## Quoted passage:
____________________

Quinag's "tall huddle of anvils", as I now know to call it...

I've only been to the far NW once, to Little Loch Broom, where I mainly learned how much I hate flies and midges, and yet how much they like me. No amount of splendour is worth repeating that asymmetric encounter.

Mike

Struan said...

My wife, as in so many other things, is more attractive to midges than I am. So long as I am with her, I'm safe. For some reason I get all the horseflies.

MacCaig's collected works are worth the - relatively low - price. I don't think it's just that he walks over the same ground and notices the same things ("Stonechat on Cul Beag" is almost as if he'd been hanging on my shoulder on one particularly memorable walk"). He's good on the creative life too:

A fire of dung, one feels, should be our centre,
With fishbones here and there, and on the cave wall
Bourgeois fluently hunting
Startled ideas through a wood of cant.


(From "Icy road")


Sorry, I've taken over your post with distractions. I'm currently trying to write about how my perception of the landscape changes from ticking off the names of places as we speed along the motorway, to entering into the dense web of waypoints, memories and associations once we reach the single track road. Your post reminded me I should be working on it.

Mike C. said...

Yes, I've bought a selected MacCaig. Despite my Scottish genes I'm a species of Essex Boy by culture, and thereby suspicious of the Scottish cult of Scottishness. All those poets with samey names...

One of Andrew Greig's most telling observations was "the curious indifference of our English friends and partners to being English". And him married to a Yorkshire woman...

Don't worry about steering posts in interesting directions -- this one, like most of my shorter posts, was merely an improvisation to link together some images from last week.

Mike

Anonymous said...

I suspect a falling small frog would land unharmed, even after a thousand-foot drop: it's the old "mouse down a mineshaft" idea JB Haldane talked about in 1927, having a comparatively low weight compared to its surface area the frog's terminal velocity would be fairly tiny.

Yes, few English people, given five words to describe themselves, would include "English" as one of them, whereas the Scots, Irish and Welsh would certainly state their nationality as one of their self-descriptors. Something to do with English arrogance, I suspect - we're so sure being English is best, we don't like to boast that English is what we are.

Martyn

Mike C. said...

____________________

## Given information:
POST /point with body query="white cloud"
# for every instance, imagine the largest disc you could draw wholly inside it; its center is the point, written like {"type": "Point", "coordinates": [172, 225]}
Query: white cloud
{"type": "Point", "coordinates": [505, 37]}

____________________

## Activities:
a: Name every person mentioned in the comment thread who is not one of its commenters.
b: Write the next part of the comment thread on MacCaig, midges and Englishness, starting after its final line.
The material placed above was taken from a different source than the comment thread.

## Answers to the problems:
a: MacCaig, Andrew Greig, JB Haldane

b:
Martyn,

I suspect it's not so much we think English is "best", as we think it's "normal", which is not quite the same thing. Both arrogant, of course, but being "normal" doesn't seem worth mentioning (and actually rather boring)...

Mike

eeyorn said...

Part of the attraction to me for taking up Morris dancing was a feeling of connection to 'Englishness', led as it was from the early connection with English folksong. Throughout my life I've enjoyed a love of good English beer, and the amateur folk musical sessions that develop alongside the dancing.

So yes, I'm proud to be English, but I've lived in other parts of the world, and the one thing that holds true is that everyone has different ways of doing things, some are better in doing some things, and less so in others. There is no 'Best Practice' and I for one am particularly aware that British arrogance is in my experience completely unjustified.

I despair that 9th Dan arrogant twats like Cameron are being allowed to asset-strip the country.

eeyorn said...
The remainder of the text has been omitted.